Each line of the records below that holds "follow" should be copied out.

++++++

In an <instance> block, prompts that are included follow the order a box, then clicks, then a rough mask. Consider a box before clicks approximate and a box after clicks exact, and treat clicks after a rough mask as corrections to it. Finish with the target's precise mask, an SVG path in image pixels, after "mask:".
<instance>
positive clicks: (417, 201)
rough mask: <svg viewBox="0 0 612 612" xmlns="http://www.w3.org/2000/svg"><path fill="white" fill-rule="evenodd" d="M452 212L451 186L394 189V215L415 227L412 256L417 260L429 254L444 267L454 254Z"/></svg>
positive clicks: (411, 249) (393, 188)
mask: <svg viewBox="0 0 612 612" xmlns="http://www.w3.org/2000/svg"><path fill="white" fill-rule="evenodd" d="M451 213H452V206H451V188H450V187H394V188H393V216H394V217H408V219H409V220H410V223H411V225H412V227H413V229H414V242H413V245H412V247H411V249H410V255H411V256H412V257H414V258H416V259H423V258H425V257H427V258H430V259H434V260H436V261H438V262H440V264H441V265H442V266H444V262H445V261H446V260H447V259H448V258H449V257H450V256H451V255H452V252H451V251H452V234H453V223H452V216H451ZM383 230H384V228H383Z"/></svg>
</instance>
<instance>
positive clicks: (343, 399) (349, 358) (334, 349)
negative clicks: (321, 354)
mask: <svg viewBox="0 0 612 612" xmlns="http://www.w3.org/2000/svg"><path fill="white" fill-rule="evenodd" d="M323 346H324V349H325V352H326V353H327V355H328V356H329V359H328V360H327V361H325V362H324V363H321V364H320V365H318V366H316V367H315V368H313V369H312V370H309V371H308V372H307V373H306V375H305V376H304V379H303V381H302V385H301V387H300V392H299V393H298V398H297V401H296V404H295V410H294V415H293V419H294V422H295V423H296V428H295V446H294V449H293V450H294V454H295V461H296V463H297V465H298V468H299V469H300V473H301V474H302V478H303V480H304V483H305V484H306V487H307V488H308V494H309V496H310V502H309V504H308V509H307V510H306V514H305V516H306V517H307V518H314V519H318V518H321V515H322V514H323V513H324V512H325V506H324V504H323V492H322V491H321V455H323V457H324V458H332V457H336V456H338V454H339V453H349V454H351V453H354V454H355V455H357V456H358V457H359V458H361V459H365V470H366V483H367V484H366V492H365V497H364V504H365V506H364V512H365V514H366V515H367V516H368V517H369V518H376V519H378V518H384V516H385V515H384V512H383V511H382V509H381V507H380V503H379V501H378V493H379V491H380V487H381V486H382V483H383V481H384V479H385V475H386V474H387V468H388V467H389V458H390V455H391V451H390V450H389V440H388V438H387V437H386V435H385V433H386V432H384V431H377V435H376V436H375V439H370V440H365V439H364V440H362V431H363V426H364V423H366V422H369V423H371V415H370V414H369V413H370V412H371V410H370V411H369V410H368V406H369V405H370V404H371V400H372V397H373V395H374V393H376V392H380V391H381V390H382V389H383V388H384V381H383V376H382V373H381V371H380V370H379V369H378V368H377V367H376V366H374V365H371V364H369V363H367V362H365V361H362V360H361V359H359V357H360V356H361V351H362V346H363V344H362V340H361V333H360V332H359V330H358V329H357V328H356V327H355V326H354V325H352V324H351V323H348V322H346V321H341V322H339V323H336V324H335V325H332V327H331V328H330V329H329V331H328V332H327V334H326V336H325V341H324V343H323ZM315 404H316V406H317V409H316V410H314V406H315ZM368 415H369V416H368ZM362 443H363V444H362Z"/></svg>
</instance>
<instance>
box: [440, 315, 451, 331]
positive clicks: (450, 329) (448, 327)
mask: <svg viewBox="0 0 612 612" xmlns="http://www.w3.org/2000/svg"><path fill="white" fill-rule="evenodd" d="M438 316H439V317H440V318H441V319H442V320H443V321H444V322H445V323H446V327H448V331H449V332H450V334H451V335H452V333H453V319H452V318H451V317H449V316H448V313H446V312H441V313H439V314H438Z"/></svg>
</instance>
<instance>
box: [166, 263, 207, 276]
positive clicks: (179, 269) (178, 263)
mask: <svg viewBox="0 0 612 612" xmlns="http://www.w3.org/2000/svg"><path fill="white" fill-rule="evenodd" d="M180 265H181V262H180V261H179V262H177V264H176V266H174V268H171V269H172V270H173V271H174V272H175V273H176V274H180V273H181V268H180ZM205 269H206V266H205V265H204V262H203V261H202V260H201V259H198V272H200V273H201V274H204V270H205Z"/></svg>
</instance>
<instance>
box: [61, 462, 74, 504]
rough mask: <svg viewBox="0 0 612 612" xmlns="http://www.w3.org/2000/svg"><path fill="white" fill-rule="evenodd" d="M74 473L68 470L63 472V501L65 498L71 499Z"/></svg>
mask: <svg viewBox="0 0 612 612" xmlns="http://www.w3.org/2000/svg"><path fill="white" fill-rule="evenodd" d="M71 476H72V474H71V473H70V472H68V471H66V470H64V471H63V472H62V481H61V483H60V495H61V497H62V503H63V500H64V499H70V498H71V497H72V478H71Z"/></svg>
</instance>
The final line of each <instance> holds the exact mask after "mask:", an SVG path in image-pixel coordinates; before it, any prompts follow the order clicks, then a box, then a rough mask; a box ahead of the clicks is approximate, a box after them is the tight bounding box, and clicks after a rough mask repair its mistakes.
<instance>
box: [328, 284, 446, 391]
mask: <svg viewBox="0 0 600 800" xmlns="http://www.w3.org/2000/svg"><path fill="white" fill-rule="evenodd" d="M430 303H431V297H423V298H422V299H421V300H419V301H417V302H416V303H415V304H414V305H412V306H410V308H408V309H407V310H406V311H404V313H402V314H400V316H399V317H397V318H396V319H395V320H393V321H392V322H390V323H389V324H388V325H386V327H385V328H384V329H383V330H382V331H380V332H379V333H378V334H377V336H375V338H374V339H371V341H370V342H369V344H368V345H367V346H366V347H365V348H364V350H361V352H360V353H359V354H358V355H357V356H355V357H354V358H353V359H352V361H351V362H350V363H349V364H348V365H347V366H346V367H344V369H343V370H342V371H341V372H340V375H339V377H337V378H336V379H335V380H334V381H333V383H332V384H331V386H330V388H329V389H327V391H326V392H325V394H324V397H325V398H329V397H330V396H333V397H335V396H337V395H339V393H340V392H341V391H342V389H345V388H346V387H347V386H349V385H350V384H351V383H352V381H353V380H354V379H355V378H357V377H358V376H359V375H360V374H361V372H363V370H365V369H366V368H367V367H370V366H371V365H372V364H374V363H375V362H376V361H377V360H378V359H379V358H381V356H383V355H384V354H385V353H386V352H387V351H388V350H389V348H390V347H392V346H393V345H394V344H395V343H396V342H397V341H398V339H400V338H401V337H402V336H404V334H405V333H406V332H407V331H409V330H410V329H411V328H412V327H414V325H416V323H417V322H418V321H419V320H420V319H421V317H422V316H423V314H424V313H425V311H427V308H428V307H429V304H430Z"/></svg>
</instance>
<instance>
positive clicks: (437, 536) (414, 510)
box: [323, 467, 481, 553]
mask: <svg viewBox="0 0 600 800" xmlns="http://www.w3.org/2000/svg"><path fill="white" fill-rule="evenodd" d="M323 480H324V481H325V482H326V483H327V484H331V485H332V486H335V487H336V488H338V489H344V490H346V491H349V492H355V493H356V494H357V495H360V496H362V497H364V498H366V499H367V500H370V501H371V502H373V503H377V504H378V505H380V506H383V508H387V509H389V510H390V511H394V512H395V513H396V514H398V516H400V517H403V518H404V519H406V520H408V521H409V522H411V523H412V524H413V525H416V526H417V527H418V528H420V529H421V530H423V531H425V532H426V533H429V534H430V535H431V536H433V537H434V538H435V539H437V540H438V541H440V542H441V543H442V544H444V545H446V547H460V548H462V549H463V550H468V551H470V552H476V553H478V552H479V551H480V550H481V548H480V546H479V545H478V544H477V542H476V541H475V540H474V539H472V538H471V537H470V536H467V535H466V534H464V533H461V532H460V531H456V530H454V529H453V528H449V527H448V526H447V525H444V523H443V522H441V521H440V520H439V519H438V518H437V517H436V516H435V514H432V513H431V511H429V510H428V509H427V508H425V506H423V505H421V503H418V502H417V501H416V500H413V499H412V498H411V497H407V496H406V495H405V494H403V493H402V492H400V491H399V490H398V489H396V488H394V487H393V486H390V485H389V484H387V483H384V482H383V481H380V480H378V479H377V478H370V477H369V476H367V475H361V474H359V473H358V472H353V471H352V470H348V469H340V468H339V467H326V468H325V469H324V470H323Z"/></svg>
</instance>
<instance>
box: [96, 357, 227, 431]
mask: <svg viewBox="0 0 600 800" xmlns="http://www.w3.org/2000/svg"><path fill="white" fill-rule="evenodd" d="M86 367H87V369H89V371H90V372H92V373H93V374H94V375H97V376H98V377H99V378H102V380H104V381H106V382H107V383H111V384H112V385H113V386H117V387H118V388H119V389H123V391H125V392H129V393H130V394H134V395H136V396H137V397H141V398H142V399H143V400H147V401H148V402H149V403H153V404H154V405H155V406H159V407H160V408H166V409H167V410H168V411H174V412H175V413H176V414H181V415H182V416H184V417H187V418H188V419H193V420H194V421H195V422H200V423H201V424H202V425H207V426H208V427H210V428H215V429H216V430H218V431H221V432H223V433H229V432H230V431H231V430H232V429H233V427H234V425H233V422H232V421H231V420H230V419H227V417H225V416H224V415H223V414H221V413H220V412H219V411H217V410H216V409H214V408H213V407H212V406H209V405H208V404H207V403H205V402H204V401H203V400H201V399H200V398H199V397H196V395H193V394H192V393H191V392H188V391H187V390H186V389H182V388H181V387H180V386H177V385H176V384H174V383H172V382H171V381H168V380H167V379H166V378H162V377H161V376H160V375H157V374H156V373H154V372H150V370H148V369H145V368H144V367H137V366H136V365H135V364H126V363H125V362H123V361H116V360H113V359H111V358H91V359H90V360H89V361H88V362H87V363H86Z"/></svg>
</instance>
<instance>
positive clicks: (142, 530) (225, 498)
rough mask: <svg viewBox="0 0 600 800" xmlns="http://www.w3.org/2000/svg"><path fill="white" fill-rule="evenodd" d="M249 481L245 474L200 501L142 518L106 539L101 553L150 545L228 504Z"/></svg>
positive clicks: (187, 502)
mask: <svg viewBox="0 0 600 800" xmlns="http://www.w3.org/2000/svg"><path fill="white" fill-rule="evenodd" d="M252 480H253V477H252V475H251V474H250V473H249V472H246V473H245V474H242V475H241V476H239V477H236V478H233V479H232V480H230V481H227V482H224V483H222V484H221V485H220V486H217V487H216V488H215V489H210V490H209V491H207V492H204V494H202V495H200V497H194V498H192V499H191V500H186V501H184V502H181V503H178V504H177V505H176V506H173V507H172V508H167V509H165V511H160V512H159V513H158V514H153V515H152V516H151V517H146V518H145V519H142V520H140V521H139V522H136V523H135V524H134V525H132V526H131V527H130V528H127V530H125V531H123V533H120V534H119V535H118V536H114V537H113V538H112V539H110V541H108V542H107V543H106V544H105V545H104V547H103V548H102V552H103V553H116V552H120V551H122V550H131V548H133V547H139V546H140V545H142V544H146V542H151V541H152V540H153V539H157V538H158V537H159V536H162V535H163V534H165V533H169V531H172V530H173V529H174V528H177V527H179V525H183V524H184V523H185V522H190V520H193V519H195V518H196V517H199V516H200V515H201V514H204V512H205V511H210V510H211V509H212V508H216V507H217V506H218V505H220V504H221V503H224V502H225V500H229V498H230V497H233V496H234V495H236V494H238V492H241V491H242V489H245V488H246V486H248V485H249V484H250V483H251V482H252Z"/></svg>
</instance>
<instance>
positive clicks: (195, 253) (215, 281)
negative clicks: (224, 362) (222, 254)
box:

++++++

## YOUR SOLUTION
In an <instance> block, prompts that are included follow the order a box, then clicks, then a rough mask. Consider a box before clicks approximate and a box after clicks exact, and treat clicks after a rough mask as corrections to it. Finish with the target's precise mask, an SVG path in image pixels, after "mask:".
The final line of each <instance> holds the exact mask after "mask:", an SVG path in image-pixel coordinates; before it, any prompts follow the order clicks, then a box, then a rough mask; a box ahead of the clicks is approximate, a box after them is the tight bounding box, and clicks after a rough mask repair its mistakes.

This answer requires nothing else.